SET EXERCISE: Pictures should be excluded; otherwise, copy every entry exactly.

═════ INPUT ═════

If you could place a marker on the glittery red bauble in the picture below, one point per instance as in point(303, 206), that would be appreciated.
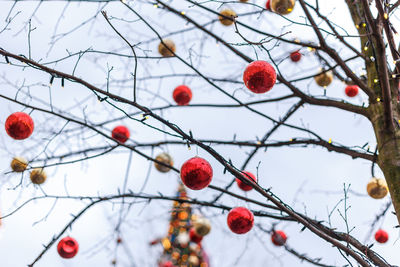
point(381, 236)
point(182, 95)
point(240, 220)
point(259, 76)
point(196, 173)
point(19, 125)
point(295, 56)
point(351, 90)
point(194, 237)
point(268, 5)
point(278, 238)
point(67, 247)
point(244, 186)
point(120, 133)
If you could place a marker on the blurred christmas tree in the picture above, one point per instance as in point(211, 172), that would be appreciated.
point(182, 246)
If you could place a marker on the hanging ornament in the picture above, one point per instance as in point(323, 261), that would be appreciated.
point(377, 188)
point(182, 95)
point(227, 13)
point(19, 125)
point(193, 260)
point(381, 236)
point(268, 5)
point(120, 133)
point(196, 173)
point(324, 79)
point(167, 48)
point(240, 220)
point(19, 164)
point(282, 7)
point(242, 185)
point(351, 90)
point(67, 247)
point(202, 226)
point(259, 76)
point(38, 176)
point(164, 158)
point(278, 238)
point(295, 56)
point(194, 237)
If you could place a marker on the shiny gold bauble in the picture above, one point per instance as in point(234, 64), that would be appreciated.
point(164, 158)
point(38, 176)
point(227, 13)
point(202, 226)
point(282, 7)
point(19, 164)
point(324, 79)
point(163, 48)
point(377, 188)
point(193, 260)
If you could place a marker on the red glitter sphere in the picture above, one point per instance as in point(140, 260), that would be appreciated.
point(242, 185)
point(259, 76)
point(120, 133)
point(67, 247)
point(240, 220)
point(381, 236)
point(295, 56)
point(268, 5)
point(182, 95)
point(278, 238)
point(196, 173)
point(19, 125)
point(351, 90)
point(194, 237)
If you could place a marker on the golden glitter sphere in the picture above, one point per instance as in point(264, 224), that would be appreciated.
point(324, 79)
point(38, 176)
point(227, 13)
point(19, 164)
point(164, 158)
point(202, 226)
point(377, 188)
point(282, 7)
point(163, 48)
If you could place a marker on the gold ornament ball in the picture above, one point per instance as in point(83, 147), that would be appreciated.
point(227, 13)
point(38, 176)
point(282, 7)
point(163, 48)
point(19, 164)
point(193, 260)
point(377, 188)
point(164, 158)
point(202, 226)
point(324, 79)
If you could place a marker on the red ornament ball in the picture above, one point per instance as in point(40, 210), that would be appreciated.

═════

SOLUTION:
If you could place a marker on the glittery red bauble in the picture below, one point per instance as in point(303, 206), that would be appreciated.
point(381, 236)
point(182, 95)
point(240, 220)
point(259, 76)
point(196, 173)
point(19, 125)
point(295, 56)
point(351, 90)
point(194, 237)
point(268, 5)
point(278, 238)
point(67, 247)
point(244, 186)
point(120, 133)
If you could place a marker on the blurred christmas tree in the picture above, one point per instance as in point(211, 172), that would be appreciated.
point(182, 246)
If you could place a marker on the hanging ornament in the picture above, one point per instance as in point(323, 261), that would be appreciated.
point(377, 188)
point(182, 95)
point(227, 13)
point(19, 125)
point(193, 260)
point(381, 236)
point(268, 5)
point(120, 133)
point(196, 173)
point(324, 79)
point(167, 48)
point(240, 220)
point(19, 164)
point(282, 7)
point(242, 185)
point(351, 90)
point(67, 247)
point(202, 226)
point(259, 76)
point(38, 176)
point(164, 158)
point(278, 238)
point(295, 56)
point(194, 237)
If you could place a marker on the shiny gold bauble in the picture above, one point per instance as in point(234, 64), that would be appreciated.
point(164, 158)
point(38, 176)
point(227, 13)
point(202, 226)
point(282, 7)
point(19, 164)
point(324, 79)
point(163, 48)
point(377, 188)
point(193, 260)
If you could place a marker on the red glitter sphere in the picture above, one point per instance as in point(140, 260), that would be appreciated.
point(242, 185)
point(259, 76)
point(120, 133)
point(67, 247)
point(240, 220)
point(381, 236)
point(295, 56)
point(268, 5)
point(182, 95)
point(278, 238)
point(196, 173)
point(19, 125)
point(351, 90)
point(194, 237)
If you could place a marker on the golden glitter sphere in the picture above, one point per instance as in point(264, 224), that would be appreciated.
point(324, 79)
point(38, 176)
point(227, 13)
point(19, 164)
point(164, 158)
point(202, 226)
point(377, 188)
point(282, 7)
point(163, 48)
If you could place a marker on the gold ornament ball in the picture above, one point per instance as in point(83, 147), that would be appreciated.
point(227, 13)
point(38, 176)
point(282, 7)
point(163, 48)
point(19, 164)
point(193, 260)
point(377, 188)
point(164, 158)
point(202, 226)
point(324, 79)
If you could place a marker on the red ornament ball in the picture above, one point per instance as in point(40, 210), that would be appreciated.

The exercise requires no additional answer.